### Stated task A
Reproduce the listing lines from the line with "Think you've got what it takes? Locate cheese wedge" to the line with "Think you've got what it takes? Locate pale", both included, with no changes.

### Text provided
::::::::

I stayed in the class.  At the end of the term I discovered that he was absolutely right.  I wrote him later about how important that moment was for me...and how that lesson was the most important thing I learned from his philosophy class.
Not long after that, during a wind ensemble rehearsal, my first conducting teacher, frustrated by the horn section’s inability to play a passage for the seven hundredth time, said to the players, “Guys, you have to learn this part.  You have to be able to play it.  Not because I said so.  Not because of my standards.  Because you should never let anyone hold you to a higher standard than you hold yourself.”
To what standard should we hold our self?  Dr. Aizawa’s standard: our best.  No more, no less.  Anything more is unreasonable and unfair.  Anything less is lazy and a copout.
Alas, striving for my best doesn’t mean I always do my best.  There are human failures, most often my own, that get in the way.  There is fatigue.  Physical exhaustion.  Emotional exhaustion.  There is frustration.  While I can never acquiesce to their influence, I can accept their reality...and I can forgive myself when they gain the upper hand.

::::::::

### Data for this exercise
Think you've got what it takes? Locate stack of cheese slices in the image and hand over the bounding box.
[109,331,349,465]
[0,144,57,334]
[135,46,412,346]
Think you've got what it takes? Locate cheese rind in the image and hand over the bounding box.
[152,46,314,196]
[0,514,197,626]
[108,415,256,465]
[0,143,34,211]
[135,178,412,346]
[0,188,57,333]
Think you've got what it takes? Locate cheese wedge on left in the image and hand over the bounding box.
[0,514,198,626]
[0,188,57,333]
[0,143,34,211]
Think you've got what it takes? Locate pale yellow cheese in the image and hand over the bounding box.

::::::::

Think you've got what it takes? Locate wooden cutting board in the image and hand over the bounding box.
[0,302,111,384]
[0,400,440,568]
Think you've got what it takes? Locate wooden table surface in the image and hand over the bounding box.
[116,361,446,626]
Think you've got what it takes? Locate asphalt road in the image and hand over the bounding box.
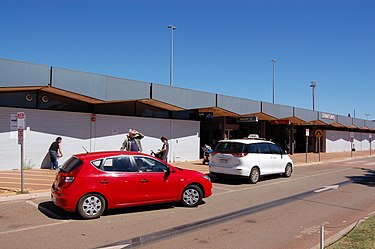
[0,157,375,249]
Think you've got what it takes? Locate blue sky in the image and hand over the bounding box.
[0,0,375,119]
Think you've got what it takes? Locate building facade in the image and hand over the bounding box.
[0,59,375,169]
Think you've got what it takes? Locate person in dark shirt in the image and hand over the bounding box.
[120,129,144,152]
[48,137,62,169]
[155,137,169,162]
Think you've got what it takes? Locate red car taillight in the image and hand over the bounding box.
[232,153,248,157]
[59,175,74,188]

::::::::

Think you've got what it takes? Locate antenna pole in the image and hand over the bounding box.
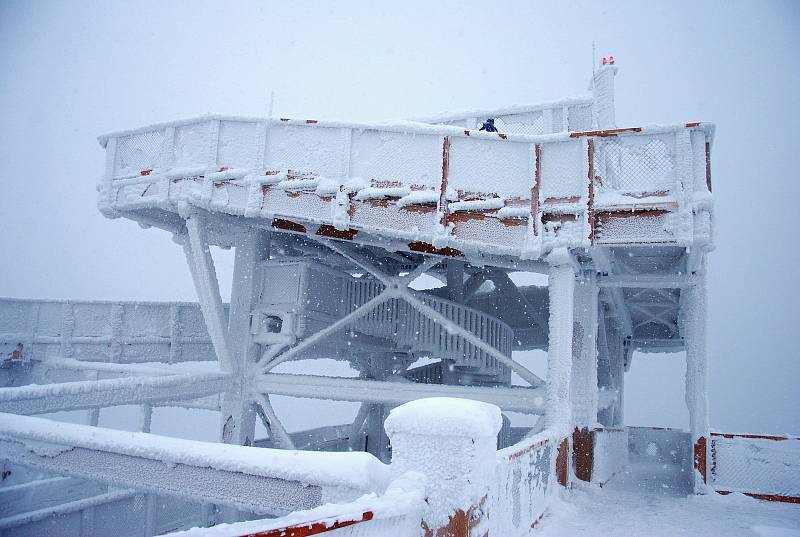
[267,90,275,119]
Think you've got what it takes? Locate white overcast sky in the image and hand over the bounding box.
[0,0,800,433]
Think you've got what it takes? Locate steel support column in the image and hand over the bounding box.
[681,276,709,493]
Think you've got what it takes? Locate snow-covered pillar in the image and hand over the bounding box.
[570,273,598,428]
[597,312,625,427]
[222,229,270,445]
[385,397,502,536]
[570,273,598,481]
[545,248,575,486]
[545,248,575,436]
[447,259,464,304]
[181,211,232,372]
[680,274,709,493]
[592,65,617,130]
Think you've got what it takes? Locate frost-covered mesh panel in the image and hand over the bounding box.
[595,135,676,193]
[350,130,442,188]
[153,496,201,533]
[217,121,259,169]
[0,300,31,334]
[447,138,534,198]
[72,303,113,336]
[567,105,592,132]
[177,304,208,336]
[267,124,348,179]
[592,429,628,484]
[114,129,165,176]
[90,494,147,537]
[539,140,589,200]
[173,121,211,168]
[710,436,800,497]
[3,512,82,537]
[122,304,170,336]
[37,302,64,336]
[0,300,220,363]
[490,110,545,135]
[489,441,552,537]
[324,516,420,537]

::::::::

### Stated task B
Copy the passage on personal standards word for word from "Alas, striving for" to "the upper hand.".

### Task output A
Think you've got what it takes? Locate cheese wedge on left in the image and hand over the bounding box.
[0,514,198,626]
[0,188,57,333]
[0,143,34,211]
Think you've got what it takes? Locate pale yellow cheese in the image and hand over the bounding box.

### Task output B
Alas, striving for my best doesn’t mean I always do my best.  There are human failures, most often my own, that get in the way.  There is fatigue.  Physical exhaustion.  Emotional exhaustion.  There is frustration.  While I can never acquiesce to their influence, I can accept their reality...and I can forgive myself when they gain the upper hand.